**WHAT YOU HAVE TO DO**
Please copy out the entries below exactly, beginning with the line that contains "Annotation guideline: every instance of the clear" and ending with the line that contains "Annotation guideline: every instance of the downspout", and include nothing outside that span.
━━━
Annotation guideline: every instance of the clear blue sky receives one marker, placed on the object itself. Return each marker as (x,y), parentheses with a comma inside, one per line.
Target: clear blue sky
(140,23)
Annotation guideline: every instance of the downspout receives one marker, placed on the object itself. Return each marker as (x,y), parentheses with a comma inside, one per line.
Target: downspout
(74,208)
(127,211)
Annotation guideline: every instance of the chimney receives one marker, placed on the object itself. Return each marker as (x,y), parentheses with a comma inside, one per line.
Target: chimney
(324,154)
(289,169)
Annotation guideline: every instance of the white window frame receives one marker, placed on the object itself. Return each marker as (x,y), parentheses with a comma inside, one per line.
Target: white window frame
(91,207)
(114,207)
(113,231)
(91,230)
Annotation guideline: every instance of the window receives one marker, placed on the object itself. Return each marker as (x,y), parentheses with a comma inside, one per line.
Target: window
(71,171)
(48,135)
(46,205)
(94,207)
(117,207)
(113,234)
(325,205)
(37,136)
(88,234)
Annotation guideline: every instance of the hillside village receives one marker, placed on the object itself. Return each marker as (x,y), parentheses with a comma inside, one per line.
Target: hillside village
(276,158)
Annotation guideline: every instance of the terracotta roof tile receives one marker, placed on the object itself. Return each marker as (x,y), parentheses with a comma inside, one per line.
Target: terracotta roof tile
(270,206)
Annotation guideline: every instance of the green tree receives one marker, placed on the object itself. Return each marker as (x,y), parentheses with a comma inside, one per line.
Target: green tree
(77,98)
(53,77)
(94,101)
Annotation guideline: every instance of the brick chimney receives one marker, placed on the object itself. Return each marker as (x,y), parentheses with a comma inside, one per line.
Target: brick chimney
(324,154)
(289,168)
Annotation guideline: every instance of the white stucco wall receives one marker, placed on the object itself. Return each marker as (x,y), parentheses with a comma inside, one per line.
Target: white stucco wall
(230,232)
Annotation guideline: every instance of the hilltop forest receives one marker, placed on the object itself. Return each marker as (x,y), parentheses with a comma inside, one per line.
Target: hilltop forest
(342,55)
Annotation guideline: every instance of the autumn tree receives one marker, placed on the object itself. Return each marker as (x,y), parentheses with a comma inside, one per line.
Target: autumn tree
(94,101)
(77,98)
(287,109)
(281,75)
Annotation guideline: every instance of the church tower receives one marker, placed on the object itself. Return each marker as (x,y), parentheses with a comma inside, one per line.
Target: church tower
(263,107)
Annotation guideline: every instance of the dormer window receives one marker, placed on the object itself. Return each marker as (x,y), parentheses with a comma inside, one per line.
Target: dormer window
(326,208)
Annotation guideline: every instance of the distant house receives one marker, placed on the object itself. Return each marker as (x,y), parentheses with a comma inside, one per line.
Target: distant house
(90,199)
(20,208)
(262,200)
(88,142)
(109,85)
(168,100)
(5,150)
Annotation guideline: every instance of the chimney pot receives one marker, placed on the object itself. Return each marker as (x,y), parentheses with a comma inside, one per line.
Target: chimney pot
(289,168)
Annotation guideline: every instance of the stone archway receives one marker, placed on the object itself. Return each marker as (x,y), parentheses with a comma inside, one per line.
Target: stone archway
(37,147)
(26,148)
━━━
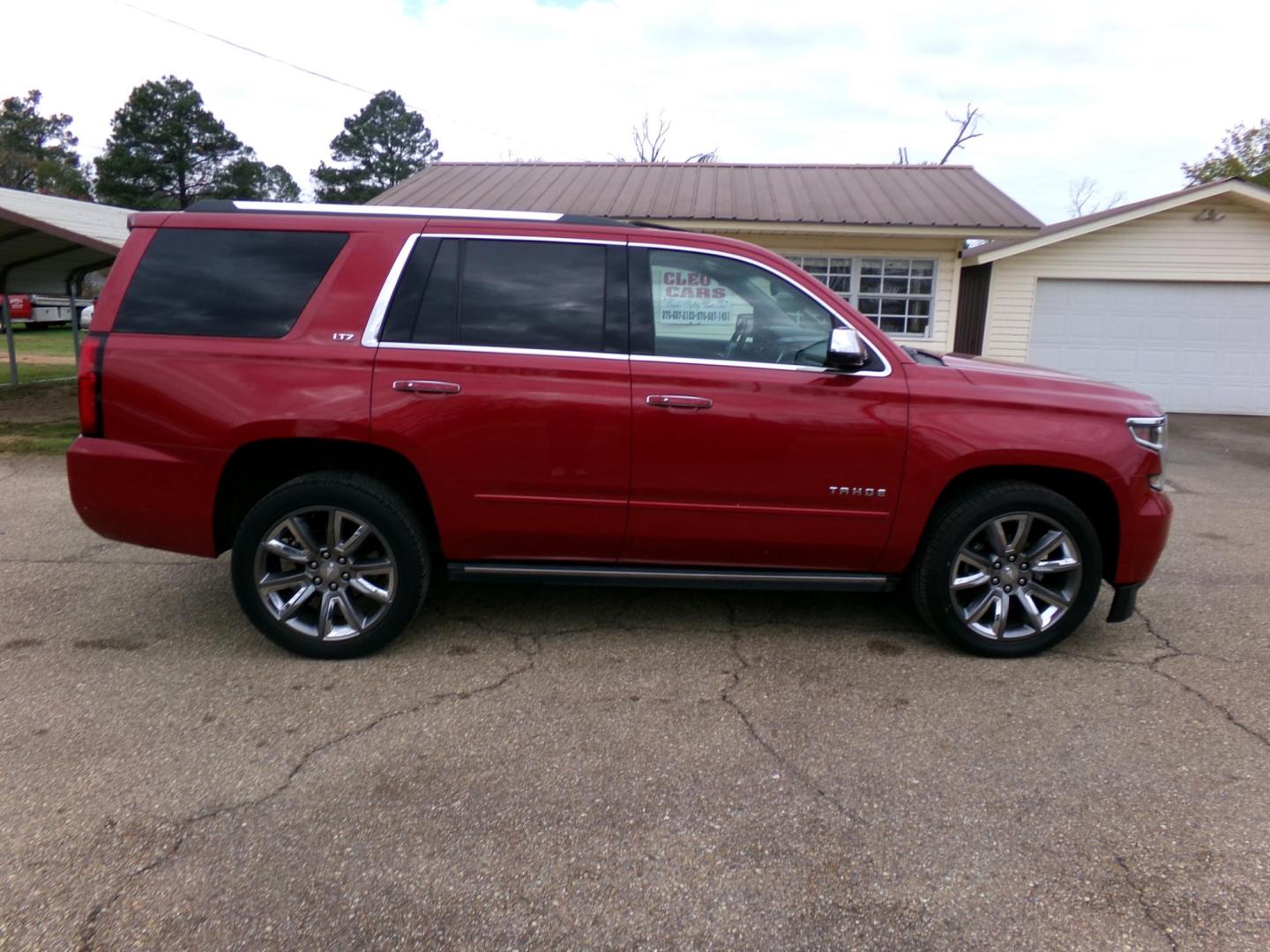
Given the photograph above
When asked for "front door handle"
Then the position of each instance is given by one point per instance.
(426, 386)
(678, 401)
━━━
**EXERCISE SOLUTION**
Annotation guideline: every instance of the clear blue sky receives one marker, placed on the object itself. Return each marker as (x,y), parentheses with a comma inside, one per line.
Target: clear blue sky
(140,23)
Annotation guideline: every instance of the downspout receives one marker, placed on the object itself. Return each marker as (x,y), parentheses with a comma inside, one per line.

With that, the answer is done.